TASK DETAILS:
Transcribe all the records with complete accuracy.

Named-object pointing records:
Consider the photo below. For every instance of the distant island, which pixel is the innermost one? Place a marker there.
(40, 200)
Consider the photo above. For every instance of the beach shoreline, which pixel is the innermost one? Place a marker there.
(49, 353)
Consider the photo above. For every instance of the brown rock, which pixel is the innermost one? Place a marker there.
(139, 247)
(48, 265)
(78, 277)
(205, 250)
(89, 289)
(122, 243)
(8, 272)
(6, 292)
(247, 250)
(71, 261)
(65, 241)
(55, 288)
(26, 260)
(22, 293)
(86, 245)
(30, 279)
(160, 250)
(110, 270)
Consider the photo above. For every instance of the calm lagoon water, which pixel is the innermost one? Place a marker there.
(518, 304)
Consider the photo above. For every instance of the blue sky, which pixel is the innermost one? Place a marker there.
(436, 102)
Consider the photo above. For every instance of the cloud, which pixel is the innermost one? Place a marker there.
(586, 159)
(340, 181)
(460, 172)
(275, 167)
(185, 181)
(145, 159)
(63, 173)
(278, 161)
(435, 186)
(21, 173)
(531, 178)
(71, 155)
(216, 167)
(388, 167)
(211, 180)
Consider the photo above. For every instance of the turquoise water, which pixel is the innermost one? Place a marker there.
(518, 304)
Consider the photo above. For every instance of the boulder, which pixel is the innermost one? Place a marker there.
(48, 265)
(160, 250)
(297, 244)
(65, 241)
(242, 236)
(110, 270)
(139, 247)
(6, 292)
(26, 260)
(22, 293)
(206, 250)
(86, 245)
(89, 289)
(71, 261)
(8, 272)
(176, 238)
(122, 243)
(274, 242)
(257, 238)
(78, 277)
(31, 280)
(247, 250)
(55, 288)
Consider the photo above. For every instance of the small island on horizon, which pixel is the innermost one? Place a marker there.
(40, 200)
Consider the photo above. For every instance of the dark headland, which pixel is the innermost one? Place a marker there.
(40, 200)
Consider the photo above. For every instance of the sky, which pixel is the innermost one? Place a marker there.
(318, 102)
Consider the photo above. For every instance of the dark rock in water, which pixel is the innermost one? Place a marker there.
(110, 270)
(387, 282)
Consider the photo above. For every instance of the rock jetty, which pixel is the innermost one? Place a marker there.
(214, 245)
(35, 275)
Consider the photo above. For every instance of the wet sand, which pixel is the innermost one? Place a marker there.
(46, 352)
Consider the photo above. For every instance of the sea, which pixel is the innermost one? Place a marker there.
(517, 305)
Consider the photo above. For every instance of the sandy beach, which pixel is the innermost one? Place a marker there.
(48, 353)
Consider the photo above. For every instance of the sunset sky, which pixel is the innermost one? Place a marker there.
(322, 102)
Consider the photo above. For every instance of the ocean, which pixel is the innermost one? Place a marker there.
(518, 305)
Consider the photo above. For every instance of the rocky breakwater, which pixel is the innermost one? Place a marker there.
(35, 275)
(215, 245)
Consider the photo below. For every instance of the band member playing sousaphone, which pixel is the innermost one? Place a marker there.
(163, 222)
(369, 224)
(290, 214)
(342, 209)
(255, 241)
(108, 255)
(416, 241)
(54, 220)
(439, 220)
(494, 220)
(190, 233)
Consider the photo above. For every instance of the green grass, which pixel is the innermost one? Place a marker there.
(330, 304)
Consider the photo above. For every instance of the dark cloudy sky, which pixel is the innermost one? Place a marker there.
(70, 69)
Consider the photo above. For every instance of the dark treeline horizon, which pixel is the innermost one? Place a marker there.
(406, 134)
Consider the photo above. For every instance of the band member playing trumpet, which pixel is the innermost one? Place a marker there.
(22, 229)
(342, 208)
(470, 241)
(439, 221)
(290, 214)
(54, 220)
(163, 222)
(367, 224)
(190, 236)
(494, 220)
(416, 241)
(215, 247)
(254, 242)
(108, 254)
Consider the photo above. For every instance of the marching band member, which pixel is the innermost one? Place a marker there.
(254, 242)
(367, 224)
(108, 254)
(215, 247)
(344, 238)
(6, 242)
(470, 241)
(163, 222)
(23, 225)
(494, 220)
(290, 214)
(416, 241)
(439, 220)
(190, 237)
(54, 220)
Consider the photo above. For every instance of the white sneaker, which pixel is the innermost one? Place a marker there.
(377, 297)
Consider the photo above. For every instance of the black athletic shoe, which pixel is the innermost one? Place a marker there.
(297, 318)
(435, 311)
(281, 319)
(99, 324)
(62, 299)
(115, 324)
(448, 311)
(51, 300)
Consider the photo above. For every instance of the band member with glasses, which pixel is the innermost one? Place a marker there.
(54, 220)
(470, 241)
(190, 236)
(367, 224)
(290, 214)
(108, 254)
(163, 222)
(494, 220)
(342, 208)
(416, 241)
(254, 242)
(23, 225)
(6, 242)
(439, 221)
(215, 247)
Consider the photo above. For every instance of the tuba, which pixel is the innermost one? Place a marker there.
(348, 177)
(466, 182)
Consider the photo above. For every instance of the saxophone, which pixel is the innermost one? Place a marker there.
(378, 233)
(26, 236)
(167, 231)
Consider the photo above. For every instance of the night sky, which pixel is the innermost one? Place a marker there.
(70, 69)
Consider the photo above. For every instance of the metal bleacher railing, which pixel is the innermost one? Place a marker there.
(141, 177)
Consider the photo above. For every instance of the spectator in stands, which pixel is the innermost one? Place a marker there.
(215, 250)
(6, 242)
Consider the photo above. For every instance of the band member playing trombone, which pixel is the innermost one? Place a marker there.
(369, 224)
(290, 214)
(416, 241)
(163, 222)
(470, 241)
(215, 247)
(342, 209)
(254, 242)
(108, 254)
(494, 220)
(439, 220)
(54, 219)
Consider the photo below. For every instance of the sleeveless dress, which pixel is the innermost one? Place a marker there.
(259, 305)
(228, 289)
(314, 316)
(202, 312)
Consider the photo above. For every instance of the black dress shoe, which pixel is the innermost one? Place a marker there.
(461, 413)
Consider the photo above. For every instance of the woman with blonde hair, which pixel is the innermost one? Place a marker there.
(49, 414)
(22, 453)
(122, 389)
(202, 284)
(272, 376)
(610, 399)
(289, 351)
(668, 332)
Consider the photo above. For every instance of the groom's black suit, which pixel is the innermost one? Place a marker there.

REPLY:
Consider the photo below. For every instance of the distant island, which pixel is the innermost one? Place a marker there.
(40, 200)
Consider the photo above. For every instance of the beach shoreline, which pixel is the innermost one? Place a marker there.
(49, 353)
Consider the photo above. For every instance of the brown rock, which pixel is the innermost one? Place a marker there.
(139, 247)
(48, 265)
(78, 277)
(205, 250)
(89, 289)
(122, 243)
(8, 272)
(6, 292)
(247, 250)
(71, 261)
(65, 241)
(55, 288)
(26, 260)
(22, 293)
(86, 245)
(30, 279)
(160, 250)
(110, 270)
Consider the photo above. For every instance of the calm lagoon water, which pixel is the innermost one? Place a marker there.
(518, 304)
Consider the photo above. For every instance of the blue sky, which pixel is the innermost one? Place a marker there.
(436, 102)
Consider the photo above. For every instance of the cloud, which pixel is the innermost one? Place a marker there.
(586, 159)
(340, 181)
(460, 172)
(275, 167)
(185, 181)
(145, 159)
(63, 173)
(278, 161)
(435, 186)
(21, 173)
(531, 178)
(71, 155)
(216, 167)
(388, 167)
(211, 180)
Consider the photo above. For every instance of the turquoise water, which pixel is the innermost one? Place a marker there.
(518, 304)
Consider the photo above. For every instance of the boulder, which pixel is the innermost one? Place a marker there.
(48, 265)
(160, 250)
(297, 244)
(65, 241)
(242, 236)
(110, 270)
(139, 247)
(6, 292)
(26, 260)
(22, 293)
(206, 250)
(86, 245)
(89, 289)
(71, 261)
(8, 272)
(176, 238)
(122, 243)
(274, 242)
(257, 238)
(78, 277)
(31, 280)
(247, 250)
(55, 288)
Consider the photo above. For every instance of the small island on horizon, which pixel is the innermost one? Place a marker there.
(40, 200)
Consider the photo above. For every instance of the dark headland, which pixel is the innermost one? Place a marker there.
(40, 200)
Consider the photo above. For every instance of the sky, which pixel is the innermost one? Place a marker there.
(318, 102)
Consider the photo above. For every instance of the dark rock in water, which pixel is the innermost one? Place a marker there.
(110, 270)
(387, 282)
Consider the photo above. For every instance of the rock jetty, which pixel is the innermost one? Place a marker there.
(214, 245)
(35, 275)
Consider the photo above. For every instance of the wet sand, which pixel is the innermost one? Place a marker there.
(46, 352)
Consider the photo above. For every instance of the sea, which pixel is the innermost one? Place a marker there.
(517, 305)
Consider the photo above. For every instance of the sandy beach, which pixel is the innermost one? Place a marker there.
(48, 353)
Consider the photo above. For every instance of the sunset sky, which pixel is the innermost one? Place a marker there.
(322, 102)
Consider the photo above. For every instance of the ocean, which pixel is the innermost one? Place a marker there.
(518, 305)
Consider the photo above. For every instance of the rocky breakwater, which pixel is the innermost one? Place a marker there.
(35, 275)
(215, 245)
Consider the photo below. For every instance of the band member playing sousaphone, which pixel is the innermost one? Place a marker there.
(163, 222)
(369, 224)
(290, 214)
(342, 209)
(255, 241)
(108, 255)
(416, 241)
(54, 220)
(439, 220)
(494, 220)
(190, 233)
Consider the photo above. For every instance of the green grass, which pixel is the innermost one? Place a marker there.
(330, 304)
Consider the photo above. For every instance of the dark cloudy sky, which pixel is the innermost one? Place a marker there.
(70, 69)
Consider the photo above. For every instance of the dark treeline horizon, which pixel is the innermost one? Place a marker there.
(406, 134)
Consider the photo above. For every instance of the band member playing trumpet, which pixel is the innermost one? Place a marker there.
(22, 229)
(342, 208)
(470, 241)
(439, 221)
(290, 214)
(54, 220)
(163, 222)
(367, 224)
(190, 236)
(494, 220)
(416, 241)
(215, 247)
(254, 242)
(108, 254)
Consider the photo above. For every instance of the marching band member, which pixel is the innermost one? Place a marker there.
(254, 242)
(367, 224)
(108, 254)
(215, 247)
(344, 238)
(6, 242)
(470, 241)
(163, 222)
(23, 225)
(494, 220)
(290, 214)
(416, 241)
(439, 220)
(190, 237)
(54, 220)
Consider the photo above. For every instance of the white sneaker, which pixel is the innermost one? Place a marker there.
(377, 297)
Consider the photo above. For every instance of the black athletic shoe, which pixel is the innermost one? Place a marker there.
(297, 318)
(435, 311)
(281, 319)
(99, 324)
(62, 299)
(115, 324)
(448, 311)
(51, 300)
Consider the photo above. For every instance of the band member with glasses, which pixel is the innermost one? Place a marker there.
(54, 220)
(470, 241)
(190, 236)
(367, 224)
(290, 214)
(108, 254)
(163, 222)
(494, 220)
(342, 208)
(416, 241)
(254, 242)
(23, 225)
(6, 242)
(439, 221)
(215, 247)
Consider the photo above. For every instance of the tuba, which pixel is the innermost one? Place a marker there.
(348, 177)
(466, 182)
Consider the photo above. For every instance of the saxophone, which pixel is the innermost one? Place a marker there.
(378, 233)
(26, 236)
(167, 231)
Consider the photo above. For every instance of the night sky, which pixel is the innermost one? Place a marker there.
(70, 69)
Consider the photo above. For every instance of the metal bleacher railing, which pixel is the innermost one? Place a marker there.
(141, 177)
Consider the photo above. For every instance of the spectator in stands, which pixel is the innermost one? Place a marker there.
(215, 250)
(6, 242)
Consider the photo above. For every instance of the band member playing trombone, which pixel is the innermost one? Place a marker there.
(369, 224)
(290, 214)
(416, 241)
(163, 222)
(470, 241)
(215, 247)
(342, 209)
(254, 242)
(108, 254)
(494, 220)
(439, 220)
(54, 219)
Consider the photo below. For every instance of the sleeveless dress, which pixel is the innermost one? Place a marker there.
(259, 305)
(228, 289)
(314, 316)
(202, 312)
Consider the photo above. For every instance of the black dress shoe, which pixel is the innermost one? Place a marker there.
(461, 413)
Consider the photo above. For every instance of the woman with blonde hair, which pixel is the innermost one? Place a marker there.
(49, 414)
(22, 453)
(122, 389)
(202, 284)
(272, 376)
(610, 399)
(289, 351)
(668, 332)
Consider the photo above. For every instance of the groom's black suit, which pixel is the innermost one? Place a marker there.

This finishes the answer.